--- start Dataset records ---
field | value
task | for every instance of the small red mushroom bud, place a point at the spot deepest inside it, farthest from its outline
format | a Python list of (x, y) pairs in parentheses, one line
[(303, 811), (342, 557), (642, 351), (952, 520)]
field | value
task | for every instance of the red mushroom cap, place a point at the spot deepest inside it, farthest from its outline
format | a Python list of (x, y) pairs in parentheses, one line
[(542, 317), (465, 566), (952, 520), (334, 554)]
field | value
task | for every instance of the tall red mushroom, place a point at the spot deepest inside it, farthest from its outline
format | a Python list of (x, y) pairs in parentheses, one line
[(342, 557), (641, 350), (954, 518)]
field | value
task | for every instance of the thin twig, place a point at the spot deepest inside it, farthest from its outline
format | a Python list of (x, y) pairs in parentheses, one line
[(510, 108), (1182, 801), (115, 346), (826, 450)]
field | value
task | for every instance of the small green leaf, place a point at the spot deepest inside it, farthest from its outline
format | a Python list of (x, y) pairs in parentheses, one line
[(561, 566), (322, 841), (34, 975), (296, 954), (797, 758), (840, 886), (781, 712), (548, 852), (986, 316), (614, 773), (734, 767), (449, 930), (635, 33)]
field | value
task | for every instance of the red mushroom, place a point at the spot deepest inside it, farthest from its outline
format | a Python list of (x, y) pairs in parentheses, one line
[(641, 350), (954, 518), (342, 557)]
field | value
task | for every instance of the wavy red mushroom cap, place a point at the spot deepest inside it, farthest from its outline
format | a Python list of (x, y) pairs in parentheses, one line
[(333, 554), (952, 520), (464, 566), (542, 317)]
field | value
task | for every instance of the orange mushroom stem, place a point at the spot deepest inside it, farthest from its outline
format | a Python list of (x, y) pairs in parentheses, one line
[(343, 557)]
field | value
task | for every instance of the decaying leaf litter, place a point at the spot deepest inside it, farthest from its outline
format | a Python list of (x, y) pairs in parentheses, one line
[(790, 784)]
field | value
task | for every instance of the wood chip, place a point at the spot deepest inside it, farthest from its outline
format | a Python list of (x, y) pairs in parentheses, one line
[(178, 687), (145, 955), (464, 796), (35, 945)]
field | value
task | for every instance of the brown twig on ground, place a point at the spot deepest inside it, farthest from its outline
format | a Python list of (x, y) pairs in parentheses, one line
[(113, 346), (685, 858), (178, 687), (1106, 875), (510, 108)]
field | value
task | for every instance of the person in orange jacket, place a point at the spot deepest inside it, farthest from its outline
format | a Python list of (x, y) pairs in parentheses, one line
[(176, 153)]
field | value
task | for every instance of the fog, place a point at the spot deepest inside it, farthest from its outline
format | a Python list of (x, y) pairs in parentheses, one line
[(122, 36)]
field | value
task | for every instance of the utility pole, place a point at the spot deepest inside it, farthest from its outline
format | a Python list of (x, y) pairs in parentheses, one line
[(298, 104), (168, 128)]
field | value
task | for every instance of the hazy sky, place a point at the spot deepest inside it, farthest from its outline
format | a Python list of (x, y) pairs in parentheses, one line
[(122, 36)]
--- end Dataset records ---
• _Given exercise_
Extract every line of the listing above and repeat it word for word, keeping the original order.

• _Exercise response_
field | value
task | for every instance of the small red mushroom bud, place a point at the spot deepest inside it, farthest from its outline
format | a Python list of (x, y) pairs in parentheses, one line
[(303, 811), (342, 557), (642, 351), (952, 520)]
field | value
task | for every instance of the red mushroom cap, place a point at the spot deepest inside it, farthest from its outline
format | a Python list of (x, y) pairs in parentheses, one line
[(542, 317), (465, 566), (952, 520), (334, 554)]
field | value
task | for every instance of the tall red mushroom, place a point at the spot deepest inside it, farthest from its outline
format | a Python list of (x, y) pairs in parentheses, one line
[(342, 557), (641, 350), (954, 518)]
field | value
task | for every instance of the thin twig, place a point at the spot deepest inside it, farthest from its outline
format | a Python list of (x, y) pairs in parentheses, one line
[(510, 108), (1182, 801), (115, 346), (826, 450)]
field | value
task | for every instance of the small green leaf, place a point at the spot deepest inside it, farthest from its outline
format | a Python list of (x, y) pairs in parentheses, one line
[(561, 566), (322, 841), (34, 975), (296, 954), (797, 758), (840, 886), (781, 712), (548, 852), (986, 316), (614, 773), (734, 767), (449, 930), (635, 33)]
field | value
task | for every instance of the red mushroom, place a point at the spot deepest inside it, farthest from its outline
format | a Python list of (x, y) pairs in parentheses, one line
[(641, 350), (954, 518), (342, 557)]
field | value
task | for every instance of the wavy red mushroom cap, place a point at the spot deepest inside it, farthest from its outline
format | a Python list of (x, y) pairs in parentheses, one line
[(333, 554), (952, 520), (464, 566), (542, 317)]
field | value
task | for every instance of the orange mushroom stem, place a point at the spot deepest inside it, farthest from its outline
format | a Python list of (x, y) pairs in parentheses, one line
[(343, 557)]
field | value
task | for every instance of the decaying leaf litter, place a point at the spot deepest inside it, farthest from its outline
format | a Python list of (x, y) pairs in parentheses, one line
[(790, 784)]
field | value
task | for every instance of the wood chip, place a point at the spot deepest inside it, farthest from its outline
format | a Python list of (x, y) pairs in parentheses, one line
[(178, 687), (145, 955), (464, 796), (35, 945)]
field | value
task | for every instance of the brown twig on ground, place a point at the spot deepest inside it, farthest from its outline
format | a Python list of (x, y) pairs in parentheses, one line
[(113, 346), (685, 858), (178, 687), (1106, 875), (510, 108)]
field | value
task | for every instance of the person in orange jacket, place a point at the spot deepest inside it, farthest from its outline
format | a Python list of (x, y) pairs in parentheses, one line
[(176, 153)]
field | value
task | for every instance of the fog, place a point at the spot deepest inside it, farthest from its outline
format | a Python list of (x, y) pairs in parentheses, one line
[(122, 36)]
field | value
task | for every instance of the utility pole, place a point at the spot deepest inside it, farthest from its outline
format | a Python list of (x, y) pairs in parentheses, one line
[(298, 104), (168, 128)]
field | value
task | for every instance of the hazy sky, place a point at the spot deepest inside it, farthest from its outline
format | a Python list of (x, y) pairs in parentheses, one line
[(122, 36)]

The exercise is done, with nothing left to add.